** Source text **
┌──
# Codes and neighbors



## MurrayTX (Nov 4, 2011)

I tripped over this article from 2010 that may be something to think about regarding planning a yard haunt, and what can derail an otherwise fun experience. Check it out. Is a short read.

http://www.wfaa.com/news/Neighborho...-down-after-neighbor-complains-106149673.html


----------



## RoxyBlue (Oct 6, 2008)

I'm sure it's disappointing to the haunter, but I can understand the point of the complainer as well. I've seen how people drive through our neighborhood full of kids and if that Texas neighborhood is anything like ours, erecting something that blocks the sidewalk and forces kids out into the street puts them at risk of being hit by a careless or inattentive driver.

Definitely highlights the wisdom of planning.


----------



## fontgeek (Jul 24, 2006)

I agree with Roxy and the neighbor, especially around a holiday where there are lots of things for gawkers/looky-loos to get distracted by.
The Haunter doesn't sound too bright if he planned for kids, or grown-ups for that matter, to have to potentially walk out into traffic to go in, or even to just pass by.
Instead of being mad at the neighbor, he should be mad at himself for his poor planning of his maze. If the city had let it go on, they would be held responsible for any injuries or deaths due to the traffic issue.


----------



## jaege (Aug 23, 2009)

I agree the Haunter doesn't come off as very bright. Still, its a good thing the complainer chose to stay anonymous.


----------



## Dr. Maniaco (Sep 7, 2012)

Our neighborhood doesn't have sidewalks. Fortunately I don't get anymore than the local families coming by, but I can see how it could get dangerous if more people came by. 

That's what it's like living in Acworth, GA. But it's okay. The Pony Express guy says we'll be getting something called a "wheel" here before too long.


----------



## BioHazardCustoms (Aug 5, 2009)

I'm going to play devil's advocate here. So far this year, I have re-designed our haunt because I saw a potential safety hazard. If you fail to plan, you plan to fail. Our sidewalks are clear, there is ample clearance between the street and the edge of our display, and all wiring will be concealed. This way, there are no bottle necks, no one has to walk in the street, and I don't have to be concerned with someone tripping or getting shocked. To me, the planning is worth the extra effort, because I don't have to spend a lot of time on the big night worrying that someone might get injured.
└──
** Exercise directions **
Could you carry the forum thread above about yard haunt safety and the neighbor's complaint forward from its last post?

** Information shown **
┌──
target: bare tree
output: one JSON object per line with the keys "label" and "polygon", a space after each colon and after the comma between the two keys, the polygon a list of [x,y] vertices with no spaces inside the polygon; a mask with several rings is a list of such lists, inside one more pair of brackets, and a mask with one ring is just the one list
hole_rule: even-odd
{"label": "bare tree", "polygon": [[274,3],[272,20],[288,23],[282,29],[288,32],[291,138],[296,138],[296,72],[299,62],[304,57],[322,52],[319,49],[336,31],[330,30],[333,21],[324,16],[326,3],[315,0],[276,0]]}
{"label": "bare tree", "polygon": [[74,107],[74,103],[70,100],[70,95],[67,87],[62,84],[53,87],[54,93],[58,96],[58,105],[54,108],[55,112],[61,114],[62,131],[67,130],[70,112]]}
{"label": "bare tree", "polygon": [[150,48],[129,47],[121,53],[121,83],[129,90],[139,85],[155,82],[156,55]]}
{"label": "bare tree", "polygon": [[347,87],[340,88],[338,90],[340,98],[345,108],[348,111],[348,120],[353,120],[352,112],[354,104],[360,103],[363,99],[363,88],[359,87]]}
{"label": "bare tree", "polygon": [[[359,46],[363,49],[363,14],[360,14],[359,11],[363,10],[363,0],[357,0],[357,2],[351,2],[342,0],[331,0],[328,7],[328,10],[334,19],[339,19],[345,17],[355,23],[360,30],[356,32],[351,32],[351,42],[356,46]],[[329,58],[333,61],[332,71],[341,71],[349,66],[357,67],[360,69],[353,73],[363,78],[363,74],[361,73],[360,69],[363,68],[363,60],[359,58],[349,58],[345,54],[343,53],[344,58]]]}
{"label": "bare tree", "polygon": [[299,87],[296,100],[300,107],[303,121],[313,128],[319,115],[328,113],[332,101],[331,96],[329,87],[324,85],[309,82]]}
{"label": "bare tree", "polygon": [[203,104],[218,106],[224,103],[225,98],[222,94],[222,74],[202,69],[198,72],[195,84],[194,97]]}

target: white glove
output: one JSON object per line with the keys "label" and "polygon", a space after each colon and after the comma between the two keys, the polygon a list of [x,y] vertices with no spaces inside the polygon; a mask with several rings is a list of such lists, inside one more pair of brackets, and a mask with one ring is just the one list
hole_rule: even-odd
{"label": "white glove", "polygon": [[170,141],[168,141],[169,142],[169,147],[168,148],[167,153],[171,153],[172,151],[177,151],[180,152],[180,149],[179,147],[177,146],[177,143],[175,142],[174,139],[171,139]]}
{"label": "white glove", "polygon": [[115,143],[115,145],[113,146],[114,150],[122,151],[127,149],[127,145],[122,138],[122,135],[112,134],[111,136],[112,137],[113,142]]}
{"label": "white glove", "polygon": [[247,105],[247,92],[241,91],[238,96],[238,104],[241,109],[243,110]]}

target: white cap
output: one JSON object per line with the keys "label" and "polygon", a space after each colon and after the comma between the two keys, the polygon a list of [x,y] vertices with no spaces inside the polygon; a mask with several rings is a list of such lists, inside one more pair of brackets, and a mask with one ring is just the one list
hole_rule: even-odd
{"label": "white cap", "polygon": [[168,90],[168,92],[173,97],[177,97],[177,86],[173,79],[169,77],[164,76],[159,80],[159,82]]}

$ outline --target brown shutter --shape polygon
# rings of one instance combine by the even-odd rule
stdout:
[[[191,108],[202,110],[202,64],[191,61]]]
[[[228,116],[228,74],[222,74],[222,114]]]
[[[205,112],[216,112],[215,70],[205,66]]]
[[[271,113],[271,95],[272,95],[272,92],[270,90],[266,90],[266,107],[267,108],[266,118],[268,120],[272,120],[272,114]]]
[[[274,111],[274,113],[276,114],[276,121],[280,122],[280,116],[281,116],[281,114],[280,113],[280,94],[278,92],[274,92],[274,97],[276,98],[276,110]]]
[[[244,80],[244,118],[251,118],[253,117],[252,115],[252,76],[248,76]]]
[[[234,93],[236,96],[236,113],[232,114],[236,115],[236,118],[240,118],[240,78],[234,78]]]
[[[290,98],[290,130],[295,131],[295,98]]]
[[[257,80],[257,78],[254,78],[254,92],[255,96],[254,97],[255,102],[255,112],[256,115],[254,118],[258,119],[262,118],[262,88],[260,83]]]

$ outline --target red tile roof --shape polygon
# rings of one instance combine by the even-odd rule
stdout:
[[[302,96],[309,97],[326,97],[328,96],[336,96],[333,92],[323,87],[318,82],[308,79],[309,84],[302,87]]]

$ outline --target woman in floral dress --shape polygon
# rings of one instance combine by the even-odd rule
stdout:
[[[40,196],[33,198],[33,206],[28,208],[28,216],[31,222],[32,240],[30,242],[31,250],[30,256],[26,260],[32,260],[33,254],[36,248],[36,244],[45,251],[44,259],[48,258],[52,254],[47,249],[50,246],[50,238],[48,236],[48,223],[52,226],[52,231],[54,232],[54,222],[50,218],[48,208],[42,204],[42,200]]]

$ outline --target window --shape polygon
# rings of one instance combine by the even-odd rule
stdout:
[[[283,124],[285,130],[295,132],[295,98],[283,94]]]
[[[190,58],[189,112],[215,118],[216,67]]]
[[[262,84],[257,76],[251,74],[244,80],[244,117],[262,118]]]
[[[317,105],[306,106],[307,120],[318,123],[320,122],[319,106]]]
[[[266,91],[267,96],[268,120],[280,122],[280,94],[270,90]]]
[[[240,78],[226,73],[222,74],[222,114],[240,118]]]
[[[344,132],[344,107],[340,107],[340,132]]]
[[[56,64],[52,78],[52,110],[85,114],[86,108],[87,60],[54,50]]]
└──
** The output **
A responsible haunter takes these things into consideration when designing and implementing their display. If you just sling some crap together, you risk the safety of someone else's kid. But if you plan it out and build it correctly, you give those same kids a great memory that might grow into a new haunter in years to come.


----------



## Pumpkin5 (Aug 8, 2010)

Dr. Maniaco said:


> Our neighborhood doesn't have sidewalks. Fortunately I don't get anymore than the local families coming by, but I can see how it could get dangerous if more people came by.
> 
> That's what it's like living in Acworth, GA. But it's okay. The Pony Express guy says we'll be getting something called a "wheel" here before too long.


:jol:Bahahahaha.....and Goldsboro, NC won't be far behind you...(however we were all really excited about the whole "fire" thing....) I feel bad for the haunter, albeit dumb not to have planned for what his haunt was going to cause....but shame on the neighbor for jumping the gun and calling the police.... I love my neighbors...(they tolerate me) and I sure hope if they EVER have a problem with my Halloween display, they will actually be adults and tell me face to face...I think the whole going behind the haunters back was a cowardly duck out...Shame, shame, shame.....


----------



## Haunted Spider (Sep 6, 2010)

Well it sucks for the haunter but I seem to remember a thread titled can we get shut down, heck yes we can. It is the haunters job to do do diligence on the codes he was going to be encountering. Shoot when I started just a display, I contacted the city and asked about codes for my temp fence, and lighting etc. and found out I couldn't be closer than 2 feet to the side walk. Had I not, they could have told me to take it down if they received a complaint. 

On that note though, the whole front may of had to be redesigned for the poor haunter or he could have just taken the entryway down and had fun with the maze. Sounds like he wanted to make a point and just shut it down and put up a nasty sign. Sadly that means his halloween grinch won and the kids lost.


----------



## remylass (Sep 18, 2008)

I live in fear of this. I agree that the haunter never should have blocked the sidewalks, but one of my neighbors has been having issues with a random neighbor calling the police on him for really mundane things this year. I am worried about my display because of this.


----------



## Haunted Spider (Sep 6, 2010)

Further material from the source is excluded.